▶ **EXERCISE TASK**
Find the line that contains "[point] every instance of the glowing". Repeat that line and all lines following it, exactly, through the end of the listing below.
====== THE RECORDS
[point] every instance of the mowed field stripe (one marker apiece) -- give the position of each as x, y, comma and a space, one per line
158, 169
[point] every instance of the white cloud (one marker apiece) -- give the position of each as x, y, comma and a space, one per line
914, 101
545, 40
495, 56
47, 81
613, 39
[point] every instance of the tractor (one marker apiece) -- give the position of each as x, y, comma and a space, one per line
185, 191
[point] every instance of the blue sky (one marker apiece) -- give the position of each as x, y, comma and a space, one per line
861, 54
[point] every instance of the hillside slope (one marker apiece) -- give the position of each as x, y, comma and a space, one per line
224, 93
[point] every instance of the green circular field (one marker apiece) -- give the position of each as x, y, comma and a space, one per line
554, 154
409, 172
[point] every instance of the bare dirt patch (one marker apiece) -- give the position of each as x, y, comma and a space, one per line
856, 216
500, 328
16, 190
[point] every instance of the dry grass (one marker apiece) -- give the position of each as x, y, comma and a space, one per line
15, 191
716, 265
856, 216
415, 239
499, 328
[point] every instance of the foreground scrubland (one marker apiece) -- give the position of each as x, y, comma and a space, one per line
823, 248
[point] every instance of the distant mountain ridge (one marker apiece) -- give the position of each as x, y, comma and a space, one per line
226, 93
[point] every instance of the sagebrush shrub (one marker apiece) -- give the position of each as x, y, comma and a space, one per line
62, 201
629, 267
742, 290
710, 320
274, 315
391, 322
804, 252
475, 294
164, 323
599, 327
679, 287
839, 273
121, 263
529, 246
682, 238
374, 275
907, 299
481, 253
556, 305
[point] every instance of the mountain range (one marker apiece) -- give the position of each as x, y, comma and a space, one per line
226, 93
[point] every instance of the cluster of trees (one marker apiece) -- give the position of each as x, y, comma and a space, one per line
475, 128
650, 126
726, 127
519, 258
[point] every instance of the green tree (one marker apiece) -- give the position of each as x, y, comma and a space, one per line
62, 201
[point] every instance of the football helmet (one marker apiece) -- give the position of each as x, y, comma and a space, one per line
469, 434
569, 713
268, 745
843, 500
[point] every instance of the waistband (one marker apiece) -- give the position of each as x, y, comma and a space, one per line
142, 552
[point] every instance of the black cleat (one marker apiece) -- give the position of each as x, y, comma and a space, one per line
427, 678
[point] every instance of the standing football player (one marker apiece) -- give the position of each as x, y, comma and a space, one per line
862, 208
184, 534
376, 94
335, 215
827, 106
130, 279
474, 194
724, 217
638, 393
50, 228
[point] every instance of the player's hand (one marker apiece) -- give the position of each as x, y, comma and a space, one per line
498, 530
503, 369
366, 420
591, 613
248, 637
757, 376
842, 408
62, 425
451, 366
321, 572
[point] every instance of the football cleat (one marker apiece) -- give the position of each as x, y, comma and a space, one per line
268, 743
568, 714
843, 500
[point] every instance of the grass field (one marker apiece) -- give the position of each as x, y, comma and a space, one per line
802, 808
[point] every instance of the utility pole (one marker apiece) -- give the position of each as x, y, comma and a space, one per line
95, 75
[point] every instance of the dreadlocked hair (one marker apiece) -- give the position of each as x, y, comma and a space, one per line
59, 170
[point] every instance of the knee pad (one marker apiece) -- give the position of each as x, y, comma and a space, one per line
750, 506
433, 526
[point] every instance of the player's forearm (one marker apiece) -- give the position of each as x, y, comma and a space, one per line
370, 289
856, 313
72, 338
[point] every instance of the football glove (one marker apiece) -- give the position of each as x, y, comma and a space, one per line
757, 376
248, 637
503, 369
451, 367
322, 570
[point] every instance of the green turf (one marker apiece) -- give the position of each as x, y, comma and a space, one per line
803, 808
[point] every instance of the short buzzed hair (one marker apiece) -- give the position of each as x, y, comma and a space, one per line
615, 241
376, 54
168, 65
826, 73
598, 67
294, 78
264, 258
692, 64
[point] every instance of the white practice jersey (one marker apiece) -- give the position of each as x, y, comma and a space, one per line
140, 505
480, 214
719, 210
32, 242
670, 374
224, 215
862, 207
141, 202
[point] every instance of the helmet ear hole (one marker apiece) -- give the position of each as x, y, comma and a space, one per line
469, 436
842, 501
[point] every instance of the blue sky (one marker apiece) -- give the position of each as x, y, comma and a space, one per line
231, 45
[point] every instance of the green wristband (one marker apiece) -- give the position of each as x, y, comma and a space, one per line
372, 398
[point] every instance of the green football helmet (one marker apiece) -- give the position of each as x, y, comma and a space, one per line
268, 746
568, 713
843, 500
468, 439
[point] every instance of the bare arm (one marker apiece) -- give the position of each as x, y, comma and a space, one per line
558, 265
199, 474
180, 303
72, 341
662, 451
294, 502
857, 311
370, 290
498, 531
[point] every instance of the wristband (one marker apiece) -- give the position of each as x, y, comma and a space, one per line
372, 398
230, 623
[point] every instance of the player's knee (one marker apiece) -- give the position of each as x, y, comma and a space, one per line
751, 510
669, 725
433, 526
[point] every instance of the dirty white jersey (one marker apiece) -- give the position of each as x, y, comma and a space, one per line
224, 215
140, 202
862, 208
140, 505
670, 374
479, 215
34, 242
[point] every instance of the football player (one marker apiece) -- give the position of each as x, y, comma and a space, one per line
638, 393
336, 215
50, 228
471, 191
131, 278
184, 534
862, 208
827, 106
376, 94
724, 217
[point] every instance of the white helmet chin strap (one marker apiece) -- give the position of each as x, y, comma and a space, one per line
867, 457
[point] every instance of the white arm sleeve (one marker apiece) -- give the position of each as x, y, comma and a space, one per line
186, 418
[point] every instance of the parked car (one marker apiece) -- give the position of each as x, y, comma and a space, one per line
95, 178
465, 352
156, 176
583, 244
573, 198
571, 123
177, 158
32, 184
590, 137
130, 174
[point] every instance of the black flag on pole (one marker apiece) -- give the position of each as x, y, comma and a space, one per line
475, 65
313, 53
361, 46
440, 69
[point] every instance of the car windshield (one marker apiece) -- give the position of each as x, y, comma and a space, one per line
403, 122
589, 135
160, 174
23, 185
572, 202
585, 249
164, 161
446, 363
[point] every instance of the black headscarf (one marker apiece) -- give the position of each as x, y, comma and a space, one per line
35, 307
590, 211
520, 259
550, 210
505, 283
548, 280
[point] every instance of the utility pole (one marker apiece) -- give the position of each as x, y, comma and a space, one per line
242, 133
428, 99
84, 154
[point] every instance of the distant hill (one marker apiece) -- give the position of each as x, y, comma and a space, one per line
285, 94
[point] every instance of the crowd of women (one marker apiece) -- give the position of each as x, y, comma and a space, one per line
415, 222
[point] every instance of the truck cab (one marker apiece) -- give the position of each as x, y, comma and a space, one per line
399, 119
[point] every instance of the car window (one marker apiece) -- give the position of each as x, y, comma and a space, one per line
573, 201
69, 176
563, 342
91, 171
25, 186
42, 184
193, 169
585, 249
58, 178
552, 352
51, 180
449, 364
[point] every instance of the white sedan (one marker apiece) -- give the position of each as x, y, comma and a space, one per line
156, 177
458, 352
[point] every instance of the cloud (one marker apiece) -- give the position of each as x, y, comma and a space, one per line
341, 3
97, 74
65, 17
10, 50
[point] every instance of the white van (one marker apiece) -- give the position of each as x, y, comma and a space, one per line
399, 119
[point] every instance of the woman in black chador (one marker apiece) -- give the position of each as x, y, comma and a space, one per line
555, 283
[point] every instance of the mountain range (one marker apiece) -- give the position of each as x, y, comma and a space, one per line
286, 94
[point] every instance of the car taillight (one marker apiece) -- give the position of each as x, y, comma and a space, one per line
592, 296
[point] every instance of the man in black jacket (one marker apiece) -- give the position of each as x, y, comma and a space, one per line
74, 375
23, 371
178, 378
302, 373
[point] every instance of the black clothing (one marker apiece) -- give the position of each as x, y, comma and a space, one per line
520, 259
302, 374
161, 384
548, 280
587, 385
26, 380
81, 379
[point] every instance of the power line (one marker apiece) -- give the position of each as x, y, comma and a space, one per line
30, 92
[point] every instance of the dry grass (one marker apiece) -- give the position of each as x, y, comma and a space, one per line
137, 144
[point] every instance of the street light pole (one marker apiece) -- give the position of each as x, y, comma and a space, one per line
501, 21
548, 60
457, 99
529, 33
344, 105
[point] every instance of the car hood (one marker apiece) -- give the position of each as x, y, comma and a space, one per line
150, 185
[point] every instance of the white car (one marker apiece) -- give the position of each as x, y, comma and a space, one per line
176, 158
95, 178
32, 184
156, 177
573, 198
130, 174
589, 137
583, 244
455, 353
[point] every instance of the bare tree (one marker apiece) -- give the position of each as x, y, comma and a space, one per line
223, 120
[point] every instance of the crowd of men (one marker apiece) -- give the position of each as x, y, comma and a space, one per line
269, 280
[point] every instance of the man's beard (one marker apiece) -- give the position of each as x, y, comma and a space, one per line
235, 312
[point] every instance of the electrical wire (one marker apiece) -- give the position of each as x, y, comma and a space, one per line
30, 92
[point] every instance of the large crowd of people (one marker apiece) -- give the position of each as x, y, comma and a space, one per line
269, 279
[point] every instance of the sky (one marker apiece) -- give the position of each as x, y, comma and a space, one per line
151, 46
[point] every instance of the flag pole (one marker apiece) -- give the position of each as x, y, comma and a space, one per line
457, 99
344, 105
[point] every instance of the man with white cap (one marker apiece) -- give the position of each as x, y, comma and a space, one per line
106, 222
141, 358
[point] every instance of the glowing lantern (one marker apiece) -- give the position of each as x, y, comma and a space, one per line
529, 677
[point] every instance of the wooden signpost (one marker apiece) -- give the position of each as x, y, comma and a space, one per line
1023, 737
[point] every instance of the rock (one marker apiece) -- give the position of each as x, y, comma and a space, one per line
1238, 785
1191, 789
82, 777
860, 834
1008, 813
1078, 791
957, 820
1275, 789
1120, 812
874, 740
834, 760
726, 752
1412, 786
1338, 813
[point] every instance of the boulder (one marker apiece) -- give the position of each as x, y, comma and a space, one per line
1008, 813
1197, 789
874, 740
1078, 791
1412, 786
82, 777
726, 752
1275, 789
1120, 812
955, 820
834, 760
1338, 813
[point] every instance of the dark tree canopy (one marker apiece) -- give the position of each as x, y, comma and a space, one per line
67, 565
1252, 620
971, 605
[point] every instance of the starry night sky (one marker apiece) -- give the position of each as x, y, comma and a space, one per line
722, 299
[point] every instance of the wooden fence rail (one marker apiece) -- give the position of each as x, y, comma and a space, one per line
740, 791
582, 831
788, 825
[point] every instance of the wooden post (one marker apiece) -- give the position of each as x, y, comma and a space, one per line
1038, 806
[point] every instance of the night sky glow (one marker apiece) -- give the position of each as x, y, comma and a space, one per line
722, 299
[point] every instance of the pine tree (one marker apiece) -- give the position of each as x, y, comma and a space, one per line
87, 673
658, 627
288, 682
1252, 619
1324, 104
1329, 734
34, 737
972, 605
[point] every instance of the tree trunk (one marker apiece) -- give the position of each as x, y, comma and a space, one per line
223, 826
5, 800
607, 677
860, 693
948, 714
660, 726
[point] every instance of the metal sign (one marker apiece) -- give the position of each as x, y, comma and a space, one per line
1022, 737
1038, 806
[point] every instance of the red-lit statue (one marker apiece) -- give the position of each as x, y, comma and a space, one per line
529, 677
============
▶ **REPLY**
[point] every instance of the glowing lantern (one marker apiece) -- give the position of each as x, y, comma and a space, one per line
529, 677
[point] every instance of the wooden signpost (one marker apiece) -- give the position of each as x, y, comma and a space, one per line
1023, 737
[point] every instance of the rock (one marker apiece) -- give the position of each as x, y, comma and a space, one per line
1238, 785
1191, 789
82, 777
860, 834
1008, 813
1078, 791
957, 820
1275, 789
1120, 812
874, 740
834, 760
726, 752
1412, 786
1338, 813
[point] every instance of the boulder (one marker apiece) -- give the position of each as x, y, comma and a space, one per line
1008, 813
1197, 789
874, 740
1078, 791
1412, 786
82, 777
726, 752
1275, 789
1120, 812
955, 820
834, 760
1338, 813
[point] every instance of the dark tree canopy (one marker apiece) -- give the position of each as x, y, comma and a space, one per line
67, 565
1252, 620
971, 605
[point] every instance of the starry night sky (one marker apiece) -- give the position of each as x, y, comma and a space, one per line
722, 299
[point] every instance of the wooden fence rail (one marker apiece) -- give the position of each as x, y, comma and a space, one per line
740, 791
582, 831
788, 825
[point] every instance of the wooden post (one marker apiece) -- give the position of each as x, y, comma and a space, one per line
1038, 806
[point] every instance of the night sky glow (one marker apiece) -- give the position of each as x, y, comma and a space, one per line
722, 299
[point] every instance of the pine tree (one marker apiece) -- give the position of each as x, y, comma and a space, one per line
87, 673
658, 627
288, 682
1252, 619
1324, 104
1329, 734
34, 737
972, 605
[point] every instance of the tree trunk (one marker apiece) -- give the position of each as x, y, comma and a space, one per line
223, 826
5, 800
607, 677
860, 693
948, 714
660, 726
[point] every instance of the metal sign (one marker apiece) -- give the position of each as x, y, comma and a space, one per line
1022, 737
1038, 806
[point] every instance of the red-lit statue (one marker apiece) -- give the position of each as x, y, comma and a space, one per line
529, 677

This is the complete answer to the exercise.